## Task objective
Edit the lines of every row below, putting "upper-left and lower-right" wherever "top-left and bottom-right" appears and keeping all other text unchanged.

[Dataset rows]

-.-.-

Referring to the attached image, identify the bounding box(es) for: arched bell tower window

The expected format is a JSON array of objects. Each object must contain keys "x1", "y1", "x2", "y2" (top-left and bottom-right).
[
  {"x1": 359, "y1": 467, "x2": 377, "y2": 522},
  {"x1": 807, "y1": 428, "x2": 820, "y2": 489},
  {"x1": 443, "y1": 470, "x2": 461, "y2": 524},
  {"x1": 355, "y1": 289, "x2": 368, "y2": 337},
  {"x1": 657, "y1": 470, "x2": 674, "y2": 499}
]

-.-.-

## Problem solution
Referring to the attached image, identify the bounding box(es) for: arched bell tower window

The expected format is a JSON array of objects. Each object must contain keys "x1", "y1", "x2", "y2" (upper-left and lower-right).
[
  {"x1": 359, "y1": 467, "x2": 377, "y2": 522},
  {"x1": 807, "y1": 428, "x2": 820, "y2": 489},
  {"x1": 443, "y1": 470, "x2": 461, "y2": 524},
  {"x1": 355, "y1": 289, "x2": 368, "y2": 337},
  {"x1": 657, "y1": 470, "x2": 674, "y2": 499}
]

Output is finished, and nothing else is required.